Еще одно предварительное замечание. Вскоре после убийства С. Петлюры, когда шло следствие, «украинская сторона» всячески старалась убедить «еврейскую сторону» в нежелательности для евреев же объяснять выстрелы Шварцбарда его стремлением отомстить за пролитую еврейскую кровь. «Отмежуйтесь от Шварцбарда! Согласитесь, что он агент ГПУ или умалишенный, – и дело с концом! В любом случае не нужно заострять еврейский вопрос: это может привести к новой вспышке антисемитизма!» – таковы были аргументы умеренного крыла украинской партии, к которому принадлежал Александр Шульгин – министр иностранных дел правительства УНР в эмиграции. Вот что он писал своему недавнему коллеге Арнольду Марголину: «Поймите, украинская интеллигенция делает все возможное, чтобы прекратить антисемитскую пропаганду в связи с убийством. Но сейчас не черносотенцы, не антисемиты, а сами евреи говорят: «Мы убили погромщика Петлюру». Это страшная ошибка части евреев и, если они не изменят решительно своей позиции, могут быть, я опасаюсь, самые печальные последствия. Хорошо еще если обойдется «антисемитскими чувствами». Возможно и гораздо худшее: могут начаться ужасные погромы! Опять прольется кровь невинных людей. Страшно даже подумать, что может произойти!» Если учесть, что оба корреспондента находились далеко за пределами советской Украины, то о каких погромах и где идет речь – во Франции, в США, Канаде, Украине? Вероятно, «иностранный министр» свято верил в магическую силу самой угрозы погромов и в безотказность такого «аргумента».

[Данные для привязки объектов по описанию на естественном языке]

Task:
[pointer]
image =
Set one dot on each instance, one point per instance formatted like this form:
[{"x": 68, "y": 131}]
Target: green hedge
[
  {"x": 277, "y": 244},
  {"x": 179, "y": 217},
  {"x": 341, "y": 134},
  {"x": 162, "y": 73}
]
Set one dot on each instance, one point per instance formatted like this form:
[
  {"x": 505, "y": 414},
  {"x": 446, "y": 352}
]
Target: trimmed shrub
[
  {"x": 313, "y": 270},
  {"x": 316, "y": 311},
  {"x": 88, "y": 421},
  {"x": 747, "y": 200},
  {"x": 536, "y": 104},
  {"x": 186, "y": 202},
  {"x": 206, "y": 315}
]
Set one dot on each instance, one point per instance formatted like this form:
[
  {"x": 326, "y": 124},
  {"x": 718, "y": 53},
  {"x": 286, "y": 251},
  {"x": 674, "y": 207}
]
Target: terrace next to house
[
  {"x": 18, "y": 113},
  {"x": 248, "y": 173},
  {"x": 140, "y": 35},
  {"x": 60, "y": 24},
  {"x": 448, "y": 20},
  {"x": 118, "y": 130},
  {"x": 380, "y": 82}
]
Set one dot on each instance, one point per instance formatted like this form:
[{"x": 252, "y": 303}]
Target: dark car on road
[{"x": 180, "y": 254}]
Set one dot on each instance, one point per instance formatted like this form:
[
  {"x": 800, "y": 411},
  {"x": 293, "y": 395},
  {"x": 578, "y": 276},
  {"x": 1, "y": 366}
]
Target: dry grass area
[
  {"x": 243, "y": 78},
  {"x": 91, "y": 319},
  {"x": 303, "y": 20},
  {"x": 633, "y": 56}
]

▸ Задание 1:
Выпишите всех людей, которых текст об убийстве Петлюры называет по фамилии.
▸ Задание 2:
Продолжите текст об убийстве Петлюры с того места, где он заканчивается.

▸ Результат 1:
С. Петлюра, Шварцбард, Александр Шульгин, Арнольд Марголин

▸ Результат 2:
Итак, мысль ясна: во избежание новых погромов забудьте о погромах прежних. Обсуждать погромную тему в связи с убийством С. Петлюры, – а это неизбежно приведет к оглашению документов, заслушиванию свидетелей и жертв кровавых злодейств, демонстрации фотографий на глазах у всего мира и при несомненном внимании прессы, – защитникам «самостийности» Украины было крайне нежелательно, вне зависимости от степени вины С. Петлюры и исхода процесса. Куда спокойнее, если судить будут умалишенного или тайного агента ГПУ.

К чести еврейской стороны, «мирные предложения» украинцев были отвергнуты. Процесс должен был пролить свет на злодеяния недавнего прошлого и предупредить о грядущих опасностях, на которые закрывали глаза.

К сожалению, разбудить совесть и сознание цивилизованного мира не удалось, и Большой Холокост, эта часть мировой катастрофы, состоялся.

Без некоторого знакомства с историей Украины нам не понять кровавых событий эпохи гражданской войны и той роли, которую в них сыграл Симон Васильевич Петлюра (чтобы не походить на русских, «независимые» украинцы отчества, как правило, не используют). Итак, постараемся разглядеть черты и путь нашего героя, не забывая о той почве, которая его породила.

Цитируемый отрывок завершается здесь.